**Reading passage**
Enemies Pull Back In Bosnia First Deadline Of Treaty Passes Peacefully; Front Lines Cleared

Los Angeles Times

Bosnia’s enemy armies withdrew from selected front-line positions around this capital Wednesday in the first concrete test of U.S.-brokered peace accords that formally ended 3 years of war.

As a midnight deadline established in the peace treaty approached and passed, NATO officials said Bosnian government and Bosnian Serb troops had apparently complied by evacuating trenches, bunkers and military emplacements in and near Sarajevo.

Wednesday’s pullback is an initial victory for NATO as it attempts to prove it can enforce the peace agreement. The withdrawal had also been seen as a test of whether the Bosnians will stick by their commitments.

In many cases, the warring forces had been withdrawing gradually for days from an estimated 40 sites selected and agreed to by all involved, NATO officials said. Future deadlines require the two sides to mark or destroy their mines, disband paramilitary groups and move armies behind 1-1/4-mile zones of separation.

Up on Mount Trebevic, one of the principal Bosnian Serb front-line fortifications overlooking Sarajevo, it appeared that most troops had pulled out several days ago, leaving behind a handful of soldiers watching over empty, snow-covered trenches.

“In four years they couldn’t take this from us, and now we have to leave just like that,” said a Serb soldier named Vojislav, 27. “I haven’t heard anything from our commanders for three days, but when the time comes, we will leave.”

Trenches made of logs were dug in along the mountain’s pine-studded ridge. Ammunition boxes were scattered about.French NATO troops are charged with patrolling and monitoring the emptied battle lines.

One vacated position was a patch of deserted apartment buildings on the edge of the Sarajevo airport near the battered area known as Dobrinje. A two-lane road had marked the front line - Serbs on one side, Bosnian government troops on the other, the two foes barely at 30 yards’ distance.

A French patrol - five men and a dog named Eliot - moved through the area Wednesday on the lookout for soldiers who might try to sneak back. The French also removed mines and detonated unexploded ordnance.

French Maj. Rodolph D’Almont, who supervised the patrol, said the Bosnian soldiers who manned the position left three days ago. “Everything leads us to believe that the peace is starting to settle in.”

**Information shown**
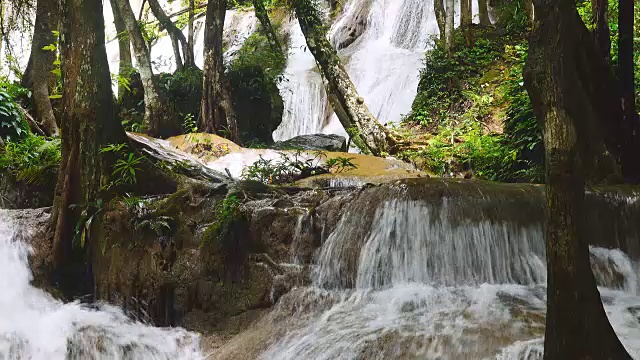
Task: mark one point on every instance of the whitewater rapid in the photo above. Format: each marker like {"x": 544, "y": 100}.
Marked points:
{"x": 35, "y": 326}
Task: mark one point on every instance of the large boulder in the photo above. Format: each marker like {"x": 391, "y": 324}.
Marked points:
{"x": 314, "y": 142}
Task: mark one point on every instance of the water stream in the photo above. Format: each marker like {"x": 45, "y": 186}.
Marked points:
{"x": 404, "y": 278}
{"x": 34, "y": 325}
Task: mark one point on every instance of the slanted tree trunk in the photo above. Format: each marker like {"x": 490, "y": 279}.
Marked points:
{"x": 483, "y": 12}
{"x": 38, "y": 75}
{"x": 177, "y": 37}
{"x": 601, "y": 35}
{"x": 191, "y": 37}
{"x": 88, "y": 121}
{"x": 348, "y": 105}
{"x": 125, "y": 64}
{"x": 438, "y": 9}
{"x": 577, "y": 326}
{"x": 265, "y": 23}
{"x": 465, "y": 13}
{"x": 157, "y": 113}
{"x": 630, "y": 126}
{"x": 217, "y": 108}
{"x": 448, "y": 26}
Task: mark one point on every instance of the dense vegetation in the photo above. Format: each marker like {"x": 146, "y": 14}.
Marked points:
{"x": 474, "y": 103}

**Directive A**
List every obligation that the Bosnia withdrawal article says future deadlines place on the two sides.
**Directive B**
Reproduce every line of the rows, including the requests. Scale each coordinate in the marked points by 2.45 and round to whole numbers, with halves rounding up. Leave the requests and their format samples unchanged, and omit the pictures.

**Exercise solution A**
- Mark or destroy their mines
- Disband paramilitary groups
- Move armies behind 1-1/4-mile zones of separation

**Exercise solution B**
Task: mark one point on every instance of the whitewater rapid in the photo above. Format: each marker like {"x": 544, "y": 100}.
Marked points:
{"x": 86, "y": 799}
Task: mark one point on every instance of the large boulder in the photo above. Format: each marker like {"x": 391, "y": 324}.
Marked points:
{"x": 769, "y": 348}
Task: mark one point on every instance of the water stream in the photo above. Format: each marker like {"x": 45, "y": 186}.
Marked points:
{"x": 990, "y": 681}
{"x": 83, "y": 796}
Task: mark one point on every instance of the slanted tree trunk in the photo above. Format: each marker like {"x": 490, "y": 279}.
Marked points:
{"x": 1183, "y": 29}
{"x": 93, "y": 184}
{"x": 434, "y": 91}
{"x": 1472, "y": 86}
{"x": 468, "y": 91}
{"x": 216, "y": 296}
{"x": 853, "y": 257}
{"x": 306, "y": 157}
{"x": 1073, "y": 22}
{"x": 1414, "y": 799}
{"x": 649, "y": 56}
{"x": 1139, "y": 32}
{"x": 385, "y": 277}
{"x": 1544, "y": 309}
{"x": 532, "y": 265}
{"x": 1098, "y": 64}
Task: mark one point on every instance of the dense vegetation in the photo above. Format: each marker like {"x": 146, "y": 14}.
Marked points:
{"x": 1161, "y": 252}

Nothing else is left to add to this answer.